Directions for this task: Would you repeat every line below exactly, please?

Source data:
▬▬▬▬▬▬
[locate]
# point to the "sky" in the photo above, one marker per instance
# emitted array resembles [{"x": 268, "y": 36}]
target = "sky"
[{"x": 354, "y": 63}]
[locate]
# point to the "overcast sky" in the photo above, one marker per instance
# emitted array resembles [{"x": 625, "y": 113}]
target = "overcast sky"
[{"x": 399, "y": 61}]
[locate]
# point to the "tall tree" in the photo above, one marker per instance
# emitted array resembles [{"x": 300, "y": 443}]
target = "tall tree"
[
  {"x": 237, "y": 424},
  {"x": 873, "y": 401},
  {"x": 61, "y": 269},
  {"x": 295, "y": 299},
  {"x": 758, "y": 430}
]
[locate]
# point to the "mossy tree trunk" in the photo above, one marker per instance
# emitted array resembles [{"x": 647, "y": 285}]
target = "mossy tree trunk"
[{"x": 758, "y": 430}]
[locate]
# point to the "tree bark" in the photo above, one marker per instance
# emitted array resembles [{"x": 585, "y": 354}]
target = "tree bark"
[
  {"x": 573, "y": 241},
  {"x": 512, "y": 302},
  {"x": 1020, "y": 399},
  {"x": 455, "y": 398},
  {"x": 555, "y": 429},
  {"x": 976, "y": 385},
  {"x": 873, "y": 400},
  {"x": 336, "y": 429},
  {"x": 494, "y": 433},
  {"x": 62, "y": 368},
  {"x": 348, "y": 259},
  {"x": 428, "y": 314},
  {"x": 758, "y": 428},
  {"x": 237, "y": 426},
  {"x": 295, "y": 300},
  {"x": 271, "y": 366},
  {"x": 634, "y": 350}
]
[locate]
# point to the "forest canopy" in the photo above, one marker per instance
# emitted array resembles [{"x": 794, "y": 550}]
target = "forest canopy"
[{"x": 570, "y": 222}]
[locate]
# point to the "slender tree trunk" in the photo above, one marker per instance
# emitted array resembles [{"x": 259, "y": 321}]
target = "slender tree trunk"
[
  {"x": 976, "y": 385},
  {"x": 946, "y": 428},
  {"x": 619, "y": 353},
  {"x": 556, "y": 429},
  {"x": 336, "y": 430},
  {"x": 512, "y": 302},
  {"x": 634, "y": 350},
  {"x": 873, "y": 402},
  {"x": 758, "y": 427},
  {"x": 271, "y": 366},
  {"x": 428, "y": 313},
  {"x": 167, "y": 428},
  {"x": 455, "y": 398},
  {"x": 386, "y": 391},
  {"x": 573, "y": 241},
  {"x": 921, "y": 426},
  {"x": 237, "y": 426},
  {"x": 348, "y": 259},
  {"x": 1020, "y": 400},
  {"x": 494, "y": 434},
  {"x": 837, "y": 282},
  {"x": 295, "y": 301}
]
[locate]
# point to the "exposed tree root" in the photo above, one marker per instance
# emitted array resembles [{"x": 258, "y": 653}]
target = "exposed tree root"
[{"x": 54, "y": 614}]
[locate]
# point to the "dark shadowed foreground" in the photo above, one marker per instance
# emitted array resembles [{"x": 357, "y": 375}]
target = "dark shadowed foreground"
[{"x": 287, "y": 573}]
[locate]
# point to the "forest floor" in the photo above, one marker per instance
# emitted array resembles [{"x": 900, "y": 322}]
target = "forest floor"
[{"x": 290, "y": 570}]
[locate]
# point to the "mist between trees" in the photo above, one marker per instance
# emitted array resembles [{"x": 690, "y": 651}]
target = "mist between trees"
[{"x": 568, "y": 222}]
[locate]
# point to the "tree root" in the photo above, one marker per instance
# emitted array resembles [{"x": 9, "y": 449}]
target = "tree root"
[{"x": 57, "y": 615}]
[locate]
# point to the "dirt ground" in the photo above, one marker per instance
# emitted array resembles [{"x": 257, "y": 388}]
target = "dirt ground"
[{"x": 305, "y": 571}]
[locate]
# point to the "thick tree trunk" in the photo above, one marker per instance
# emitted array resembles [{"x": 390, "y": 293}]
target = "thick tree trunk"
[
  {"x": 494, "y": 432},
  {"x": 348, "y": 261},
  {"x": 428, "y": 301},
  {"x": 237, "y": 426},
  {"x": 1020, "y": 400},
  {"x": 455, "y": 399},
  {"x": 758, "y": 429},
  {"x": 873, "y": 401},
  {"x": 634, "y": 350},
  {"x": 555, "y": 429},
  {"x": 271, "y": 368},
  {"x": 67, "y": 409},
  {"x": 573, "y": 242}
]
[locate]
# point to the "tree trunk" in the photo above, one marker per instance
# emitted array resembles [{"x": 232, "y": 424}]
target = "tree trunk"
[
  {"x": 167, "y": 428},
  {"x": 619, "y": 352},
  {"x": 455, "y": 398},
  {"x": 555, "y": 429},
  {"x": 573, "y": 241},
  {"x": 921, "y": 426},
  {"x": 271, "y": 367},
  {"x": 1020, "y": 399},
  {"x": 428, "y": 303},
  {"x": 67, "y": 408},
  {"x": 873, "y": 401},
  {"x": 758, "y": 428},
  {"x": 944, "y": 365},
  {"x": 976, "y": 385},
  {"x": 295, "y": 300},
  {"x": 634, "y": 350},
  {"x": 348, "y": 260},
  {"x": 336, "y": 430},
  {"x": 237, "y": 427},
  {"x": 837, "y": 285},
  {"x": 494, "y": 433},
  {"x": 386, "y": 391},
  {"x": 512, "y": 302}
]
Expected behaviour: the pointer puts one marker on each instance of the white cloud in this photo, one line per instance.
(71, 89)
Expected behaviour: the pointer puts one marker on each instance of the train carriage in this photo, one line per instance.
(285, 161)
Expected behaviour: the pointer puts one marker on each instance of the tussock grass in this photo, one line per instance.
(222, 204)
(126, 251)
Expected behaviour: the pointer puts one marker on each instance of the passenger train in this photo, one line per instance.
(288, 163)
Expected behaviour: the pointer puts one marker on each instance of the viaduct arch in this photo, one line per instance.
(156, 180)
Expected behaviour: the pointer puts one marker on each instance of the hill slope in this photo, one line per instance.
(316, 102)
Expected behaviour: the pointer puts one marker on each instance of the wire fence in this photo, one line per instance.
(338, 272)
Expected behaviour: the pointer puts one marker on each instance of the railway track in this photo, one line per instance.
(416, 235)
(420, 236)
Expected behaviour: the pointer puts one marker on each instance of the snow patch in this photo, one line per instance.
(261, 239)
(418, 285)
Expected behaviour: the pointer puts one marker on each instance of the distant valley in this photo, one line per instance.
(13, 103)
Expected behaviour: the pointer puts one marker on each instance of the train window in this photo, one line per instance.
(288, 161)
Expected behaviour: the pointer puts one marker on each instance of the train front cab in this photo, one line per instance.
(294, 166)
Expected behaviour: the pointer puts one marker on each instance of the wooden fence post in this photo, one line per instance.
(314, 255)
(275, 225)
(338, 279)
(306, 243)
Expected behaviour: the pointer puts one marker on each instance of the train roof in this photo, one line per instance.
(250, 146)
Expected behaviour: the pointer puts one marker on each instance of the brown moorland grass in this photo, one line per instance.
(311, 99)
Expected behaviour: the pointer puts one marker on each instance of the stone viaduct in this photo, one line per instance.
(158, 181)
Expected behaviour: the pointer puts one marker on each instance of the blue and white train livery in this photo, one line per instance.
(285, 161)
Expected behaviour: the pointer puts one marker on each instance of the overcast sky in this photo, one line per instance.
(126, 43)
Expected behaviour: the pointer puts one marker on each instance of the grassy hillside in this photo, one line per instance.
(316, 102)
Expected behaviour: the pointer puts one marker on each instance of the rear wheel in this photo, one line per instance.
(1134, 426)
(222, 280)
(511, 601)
▬▬▬▬▬▬
Worked solution:
[locate]
# point to the "sky" in the photo above, one marker per instance
# emitted array resembles [{"x": 268, "y": 36}]
target = "sky"
[{"x": 354, "y": 63}]
[locate]
# point to the "overcast sky" in the photo above, one marker per instance
# emitted array resembles [{"x": 625, "y": 113}]
target = "overcast sky"
[{"x": 399, "y": 61}]
[locate]
# point to the "tall tree" in the photo above, one marker per instance
# emitted array resembles [{"x": 300, "y": 443}]
target = "tall tree"
[
  {"x": 237, "y": 424},
  {"x": 873, "y": 401},
  {"x": 61, "y": 269},
  {"x": 295, "y": 299},
  {"x": 758, "y": 430}
]
[locate]
# point to the "mossy tree trunk" in the photo above, one marker per instance
# emitted array resembles [{"x": 647, "y": 285}]
target = "mossy tree trunk"
[{"x": 758, "y": 430}]
[locate]
# point to the "tree bark" in the photo above, one marker per instance
# emitted array resembles [{"x": 585, "y": 354}]
target = "tree bark"
[
  {"x": 573, "y": 241},
  {"x": 512, "y": 302},
  {"x": 1020, "y": 399},
  {"x": 455, "y": 398},
  {"x": 555, "y": 429},
  {"x": 976, "y": 385},
  {"x": 873, "y": 400},
  {"x": 336, "y": 429},
  {"x": 494, "y": 433},
  {"x": 62, "y": 368},
  {"x": 348, "y": 259},
  {"x": 428, "y": 314},
  {"x": 758, "y": 428},
  {"x": 237, "y": 426},
  {"x": 295, "y": 300},
  {"x": 271, "y": 366},
  {"x": 634, "y": 350}
]
[locate]
# point to the "forest canopy" in the photo above, one marker per instance
# emitted array resembles [{"x": 794, "y": 550}]
target = "forest canopy"
[{"x": 570, "y": 222}]
[locate]
# point to the "slender tree trunk" in the photo above, one marker per instance
# emitted array resembles [{"x": 259, "y": 321}]
target = "slender tree trunk"
[
  {"x": 976, "y": 385},
  {"x": 946, "y": 428},
  {"x": 619, "y": 353},
  {"x": 556, "y": 429},
  {"x": 336, "y": 430},
  {"x": 512, "y": 302},
  {"x": 634, "y": 350},
  {"x": 873, "y": 402},
  {"x": 758, "y": 427},
  {"x": 271, "y": 366},
  {"x": 428, "y": 313},
  {"x": 167, "y": 428},
  {"x": 455, "y": 398},
  {"x": 386, "y": 391},
  {"x": 573, "y": 241},
  {"x": 921, "y": 426},
  {"x": 237, "y": 426},
  {"x": 348, "y": 259},
  {"x": 1020, "y": 400},
  {"x": 494, "y": 434},
  {"x": 837, "y": 282},
  {"x": 295, "y": 301}
]
[locate]
# point to the "exposed tree root" in the photo above, one marker per instance
# emitted array resembles [{"x": 258, "y": 653}]
target = "exposed tree root"
[{"x": 54, "y": 614}]
[locate]
# point to the "dark shadowed foreground" in the photo above, one marker per instance
# emitted array resembles [{"x": 357, "y": 375}]
target = "dark shadowed foreground"
[{"x": 287, "y": 573}]
[locate]
# point to the "forest floor" in the photo above, one marker per instance
# emitted array resembles [{"x": 900, "y": 322}]
target = "forest floor"
[{"x": 290, "y": 570}]
[locate]
# point to the "mist between trees" in the photo above, one marker per instance
# emitted array resembles [{"x": 690, "y": 651}]
target = "mist between trees"
[{"x": 568, "y": 222}]
[locate]
# point to the "tree root" in the photo above, one marker per instance
# emitted array resembles [{"x": 9, "y": 449}]
target = "tree root"
[{"x": 57, "y": 615}]
[locate]
# point to the "dirt ground" in the photo above, one marker per instance
# emitted array resembles [{"x": 257, "y": 388}]
target = "dirt ground"
[{"x": 305, "y": 571}]
[locate]
# point to the "thick tree trunk" in the photo above, one marker per instance
# emitted array resembles [{"x": 390, "y": 293}]
target = "thick tree trunk"
[
  {"x": 494, "y": 432},
  {"x": 348, "y": 261},
  {"x": 428, "y": 301},
  {"x": 237, "y": 426},
  {"x": 1020, "y": 400},
  {"x": 455, "y": 399},
  {"x": 758, "y": 429},
  {"x": 873, "y": 401},
  {"x": 634, "y": 350},
  {"x": 555, "y": 429},
  {"x": 271, "y": 368},
  {"x": 67, "y": 409},
  {"x": 573, "y": 242}
]
[locate]
# point to the "tree trunk" in the photo above, one marker per instance
# emitted array resembles [{"x": 232, "y": 424}]
target = "tree trunk"
[
  {"x": 167, "y": 428},
  {"x": 619, "y": 352},
  {"x": 455, "y": 398},
  {"x": 555, "y": 429},
  {"x": 573, "y": 241},
  {"x": 921, "y": 426},
  {"x": 271, "y": 367},
  {"x": 1020, "y": 399},
  {"x": 428, "y": 303},
  {"x": 67, "y": 408},
  {"x": 873, "y": 401},
  {"x": 758, "y": 428},
  {"x": 944, "y": 365},
  {"x": 976, "y": 385},
  {"x": 295, "y": 300},
  {"x": 634, "y": 350},
  {"x": 348, "y": 260},
  {"x": 336, "y": 430},
  {"x": 237, "y": 427},
  {"x": 837, "y": 285},
  {"x": 494, "y": 433},
  {"x": 386, "y": 391},
  {"x": 512, "y": 302}
]
Expected behaviour: the pointer puts one marker on each instance of the white cloud in this photo, one line per instance.
(71, 89)
Expected behaviour: the pointer puts one marker on each instance of the train carriage in this photo, one line per instance.
(285, 161)
Expected behaviour: the pointer puts one marker on each instance of the tussock grass in this photo, one line per instance.
(222, 204)
(126, 251)
Expected behaviour: the pointer puts one marker on each instance of the passenger train in this photo, one line per instance.
(288, 163)
Expected behaviour: the pointer puts one marker on each instance of the viaduct arch in this photo, one line per instance.
(156, 180)
Expected behaviour: the pointer puts one marker on each instance of the hill slope in this photo, one line per instance.
(316, 102)
Expected behaviour: the pointer puts one marker on each instance of the wire fence in this photo, one line per instance.
(338, 272)
Expected behaviour: the pointer puts one marker on each instance of the railway track in this photo, one line per instance.
(416, 235)
(420, 236)
Expected behaviour: the pointer puts one marker on each instance of the snow patch in this photo, one line per instance.
(261, 239)
(418, 285)
Expected behaviour: the pointer puts one marker on each instance of the distant valley in this photo, one line per instance.
(13, 103)
Expected behaviour: the pointer puts one marker on each instance of the train window in this photo, one line per instance.
(288, 161)
Expected behaviour: the pointer puts one marker on each instance of the train front cab in this photo, one line per instance.
(294, 166)
Expected behaviour: the pointer puts one marker on each instance of the wooden fence post in this photo, one line per instance.
(314, 255)
(275, 225)
(338, 279)
(306, 243)
Expected behaviour: the pointer puts one marker on each instance of the train roof in this photo, one line per instance.
(250, 146)
Expected behaviour: the pointer puts one marker on each instance of the brown moorland grass in this photo, one line per instance.
(311, 99)
Expected behaviour: the pointer puts one marker on each instance of the stone viaduct in this photo, one line per instance.
(158, 181)
Expected behaviour: the pointer puts one marker on each instance of the blue and white train livery in this photo, one line per instance.
(285, 161)
Expected behaviour: the pointer puts one marker on each instance of the overcast sky in this photo, one line per instance.
(126, 43)
Expected behaviour: the pointer puts one marker on each instance of the grassy hillside in this photo, one line per instance.
(316, 102)
Expected behaviour: the pointer puts one marker on each instance of the rear wheel in this photo, one line per instance.
(1134, 426)
(222, 280)
(511, 601)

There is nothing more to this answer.